[Location annotation dataset excerpts]
-- Begin --
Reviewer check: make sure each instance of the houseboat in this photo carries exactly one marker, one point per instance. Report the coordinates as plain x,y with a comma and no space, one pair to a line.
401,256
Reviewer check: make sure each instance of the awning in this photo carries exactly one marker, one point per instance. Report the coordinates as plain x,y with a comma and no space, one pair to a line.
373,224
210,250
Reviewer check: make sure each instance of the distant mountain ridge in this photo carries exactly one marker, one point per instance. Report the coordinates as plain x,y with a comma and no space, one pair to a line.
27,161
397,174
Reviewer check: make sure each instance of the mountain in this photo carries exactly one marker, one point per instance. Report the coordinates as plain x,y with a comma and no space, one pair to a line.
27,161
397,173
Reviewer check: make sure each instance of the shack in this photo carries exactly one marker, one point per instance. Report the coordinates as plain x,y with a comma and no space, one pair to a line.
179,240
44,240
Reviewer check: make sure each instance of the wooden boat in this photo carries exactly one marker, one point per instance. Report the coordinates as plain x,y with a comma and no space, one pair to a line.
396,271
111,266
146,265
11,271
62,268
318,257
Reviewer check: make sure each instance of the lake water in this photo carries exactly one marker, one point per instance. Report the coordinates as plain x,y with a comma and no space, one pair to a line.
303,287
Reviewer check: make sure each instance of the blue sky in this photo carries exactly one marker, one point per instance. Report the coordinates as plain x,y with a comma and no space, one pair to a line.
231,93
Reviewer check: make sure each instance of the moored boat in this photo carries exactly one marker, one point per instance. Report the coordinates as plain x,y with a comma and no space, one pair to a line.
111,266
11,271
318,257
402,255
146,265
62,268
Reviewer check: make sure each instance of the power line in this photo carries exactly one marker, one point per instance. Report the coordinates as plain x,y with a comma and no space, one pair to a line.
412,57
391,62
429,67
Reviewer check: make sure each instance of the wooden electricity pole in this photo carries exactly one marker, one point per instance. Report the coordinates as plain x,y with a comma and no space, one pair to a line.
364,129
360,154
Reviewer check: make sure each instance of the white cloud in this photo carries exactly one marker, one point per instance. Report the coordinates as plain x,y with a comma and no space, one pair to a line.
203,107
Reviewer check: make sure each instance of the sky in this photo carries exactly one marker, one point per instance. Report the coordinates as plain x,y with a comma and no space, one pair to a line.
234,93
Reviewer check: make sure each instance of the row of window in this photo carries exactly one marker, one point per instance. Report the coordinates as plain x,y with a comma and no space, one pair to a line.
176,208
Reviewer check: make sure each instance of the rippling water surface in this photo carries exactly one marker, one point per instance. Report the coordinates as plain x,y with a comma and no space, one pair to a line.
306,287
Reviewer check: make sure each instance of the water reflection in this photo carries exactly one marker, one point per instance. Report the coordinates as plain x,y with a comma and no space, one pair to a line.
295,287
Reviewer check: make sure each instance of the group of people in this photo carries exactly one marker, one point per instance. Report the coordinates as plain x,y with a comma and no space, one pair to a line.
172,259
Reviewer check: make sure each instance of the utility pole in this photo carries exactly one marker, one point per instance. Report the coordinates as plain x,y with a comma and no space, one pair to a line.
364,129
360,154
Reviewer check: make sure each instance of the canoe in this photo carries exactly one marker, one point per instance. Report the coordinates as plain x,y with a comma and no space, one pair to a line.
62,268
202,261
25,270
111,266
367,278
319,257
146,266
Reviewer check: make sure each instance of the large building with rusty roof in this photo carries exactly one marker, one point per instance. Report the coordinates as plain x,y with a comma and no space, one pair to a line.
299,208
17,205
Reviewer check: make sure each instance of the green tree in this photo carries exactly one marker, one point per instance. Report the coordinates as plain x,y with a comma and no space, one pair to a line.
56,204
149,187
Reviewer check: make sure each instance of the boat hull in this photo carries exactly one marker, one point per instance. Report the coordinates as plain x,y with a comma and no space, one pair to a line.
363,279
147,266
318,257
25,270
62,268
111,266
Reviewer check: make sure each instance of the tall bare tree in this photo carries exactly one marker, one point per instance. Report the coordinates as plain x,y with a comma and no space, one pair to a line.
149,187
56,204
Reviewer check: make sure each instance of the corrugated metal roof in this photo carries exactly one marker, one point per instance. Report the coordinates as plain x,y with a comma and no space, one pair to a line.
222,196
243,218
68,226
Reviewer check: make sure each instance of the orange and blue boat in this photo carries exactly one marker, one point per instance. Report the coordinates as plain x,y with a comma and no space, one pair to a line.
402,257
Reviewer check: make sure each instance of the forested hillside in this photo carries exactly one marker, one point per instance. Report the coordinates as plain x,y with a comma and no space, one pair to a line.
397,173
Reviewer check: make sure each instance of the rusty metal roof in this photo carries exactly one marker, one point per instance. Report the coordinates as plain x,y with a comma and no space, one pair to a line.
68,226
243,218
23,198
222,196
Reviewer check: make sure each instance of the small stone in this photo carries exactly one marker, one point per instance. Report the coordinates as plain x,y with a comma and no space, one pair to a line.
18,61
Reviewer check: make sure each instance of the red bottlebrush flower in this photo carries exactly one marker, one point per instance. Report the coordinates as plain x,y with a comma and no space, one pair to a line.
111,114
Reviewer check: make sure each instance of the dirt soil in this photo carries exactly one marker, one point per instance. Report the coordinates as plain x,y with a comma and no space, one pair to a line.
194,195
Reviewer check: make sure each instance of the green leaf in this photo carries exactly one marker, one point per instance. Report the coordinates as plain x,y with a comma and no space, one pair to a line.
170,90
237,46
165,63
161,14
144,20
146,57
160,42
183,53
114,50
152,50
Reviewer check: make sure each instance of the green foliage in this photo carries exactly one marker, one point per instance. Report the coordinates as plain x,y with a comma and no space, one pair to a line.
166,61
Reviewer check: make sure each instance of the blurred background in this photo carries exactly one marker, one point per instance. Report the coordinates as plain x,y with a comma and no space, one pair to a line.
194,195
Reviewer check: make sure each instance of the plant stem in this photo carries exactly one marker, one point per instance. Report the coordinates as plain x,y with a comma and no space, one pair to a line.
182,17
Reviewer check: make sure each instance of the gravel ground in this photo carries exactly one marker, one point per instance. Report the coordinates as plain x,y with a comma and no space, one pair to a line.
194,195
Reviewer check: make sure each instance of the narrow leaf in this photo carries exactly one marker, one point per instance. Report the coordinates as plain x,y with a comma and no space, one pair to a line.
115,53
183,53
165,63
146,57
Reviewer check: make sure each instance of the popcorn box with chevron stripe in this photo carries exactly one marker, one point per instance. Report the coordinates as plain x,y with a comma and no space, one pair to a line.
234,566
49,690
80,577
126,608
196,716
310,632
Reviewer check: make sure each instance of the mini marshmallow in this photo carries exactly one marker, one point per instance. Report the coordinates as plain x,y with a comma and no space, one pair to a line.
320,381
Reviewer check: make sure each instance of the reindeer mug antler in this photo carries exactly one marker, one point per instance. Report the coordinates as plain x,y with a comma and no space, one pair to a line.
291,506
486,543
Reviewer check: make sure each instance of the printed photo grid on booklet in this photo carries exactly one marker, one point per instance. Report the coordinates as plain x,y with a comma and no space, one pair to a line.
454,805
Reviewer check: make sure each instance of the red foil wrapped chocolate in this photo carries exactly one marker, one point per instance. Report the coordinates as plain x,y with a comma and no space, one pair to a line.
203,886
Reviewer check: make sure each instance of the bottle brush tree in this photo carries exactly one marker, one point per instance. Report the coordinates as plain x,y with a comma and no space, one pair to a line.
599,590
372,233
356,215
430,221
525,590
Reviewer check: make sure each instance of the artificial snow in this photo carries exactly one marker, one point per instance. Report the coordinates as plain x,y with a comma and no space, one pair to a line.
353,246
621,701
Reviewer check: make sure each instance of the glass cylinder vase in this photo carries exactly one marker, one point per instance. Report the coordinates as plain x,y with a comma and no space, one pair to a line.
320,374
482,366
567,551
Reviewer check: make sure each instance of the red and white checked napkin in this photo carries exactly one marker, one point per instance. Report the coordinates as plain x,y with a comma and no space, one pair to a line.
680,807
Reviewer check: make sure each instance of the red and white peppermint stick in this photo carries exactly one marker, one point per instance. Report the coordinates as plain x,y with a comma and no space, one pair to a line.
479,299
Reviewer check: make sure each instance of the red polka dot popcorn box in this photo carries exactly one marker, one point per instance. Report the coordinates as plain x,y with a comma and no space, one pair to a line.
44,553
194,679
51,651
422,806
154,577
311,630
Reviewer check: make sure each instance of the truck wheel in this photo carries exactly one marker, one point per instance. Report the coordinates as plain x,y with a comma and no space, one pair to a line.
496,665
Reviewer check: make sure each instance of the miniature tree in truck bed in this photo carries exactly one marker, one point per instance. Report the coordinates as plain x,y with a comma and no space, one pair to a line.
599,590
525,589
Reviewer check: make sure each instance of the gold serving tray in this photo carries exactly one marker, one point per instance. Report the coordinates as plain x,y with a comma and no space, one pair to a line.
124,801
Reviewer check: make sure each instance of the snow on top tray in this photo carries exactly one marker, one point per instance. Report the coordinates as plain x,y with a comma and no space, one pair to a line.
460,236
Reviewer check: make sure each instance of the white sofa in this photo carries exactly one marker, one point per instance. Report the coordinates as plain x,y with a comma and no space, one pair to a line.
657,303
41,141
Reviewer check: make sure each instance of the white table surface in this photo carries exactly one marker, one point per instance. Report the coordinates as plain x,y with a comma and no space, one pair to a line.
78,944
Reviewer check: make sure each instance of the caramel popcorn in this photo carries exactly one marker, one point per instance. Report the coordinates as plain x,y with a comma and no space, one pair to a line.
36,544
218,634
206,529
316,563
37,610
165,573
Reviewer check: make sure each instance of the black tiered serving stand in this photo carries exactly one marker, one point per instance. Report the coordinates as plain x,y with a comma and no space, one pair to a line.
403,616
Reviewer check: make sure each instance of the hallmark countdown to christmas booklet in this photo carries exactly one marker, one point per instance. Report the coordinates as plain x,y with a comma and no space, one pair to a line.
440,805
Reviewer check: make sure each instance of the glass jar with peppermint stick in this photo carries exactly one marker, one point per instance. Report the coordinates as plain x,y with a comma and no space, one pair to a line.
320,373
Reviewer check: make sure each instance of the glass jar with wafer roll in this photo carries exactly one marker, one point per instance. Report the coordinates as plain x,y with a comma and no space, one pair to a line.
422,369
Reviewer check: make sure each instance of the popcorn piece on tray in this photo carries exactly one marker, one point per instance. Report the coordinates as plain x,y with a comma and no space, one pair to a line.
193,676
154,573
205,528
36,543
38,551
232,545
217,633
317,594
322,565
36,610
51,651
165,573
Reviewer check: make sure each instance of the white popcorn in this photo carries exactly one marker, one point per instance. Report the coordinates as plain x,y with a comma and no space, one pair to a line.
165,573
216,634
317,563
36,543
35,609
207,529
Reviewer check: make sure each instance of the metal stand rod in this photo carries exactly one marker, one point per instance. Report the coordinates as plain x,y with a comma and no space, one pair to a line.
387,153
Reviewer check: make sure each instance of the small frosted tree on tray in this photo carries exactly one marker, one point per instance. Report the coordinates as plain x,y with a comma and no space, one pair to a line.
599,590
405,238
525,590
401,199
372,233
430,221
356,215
-- End --
Copy everything from the line containing "Reviewer check: make sure each instance of the metal" down to the end of the records, keeping every request line unchanged. Scale each coordinate in the answers by 2.25 and round to whole numbers, with halves rounding up.

CORRECT RESULT
Reviewer check: make sure each instance of the metal stand rod in this photo carries exactly one marker, one point per instance. Report the coordinates as plain x,y with a comma and no space, one pair to a line.
871,344
Reviewer check: make sure each instance of the small frosted tree on tray in this photo carries exactly one marker, one point per instance. Report the coordinates as plain x,y with a comma and no space, one pair to a line.
1348,1328
911,536
1181,1328
902,448
837,524
968,497
801,484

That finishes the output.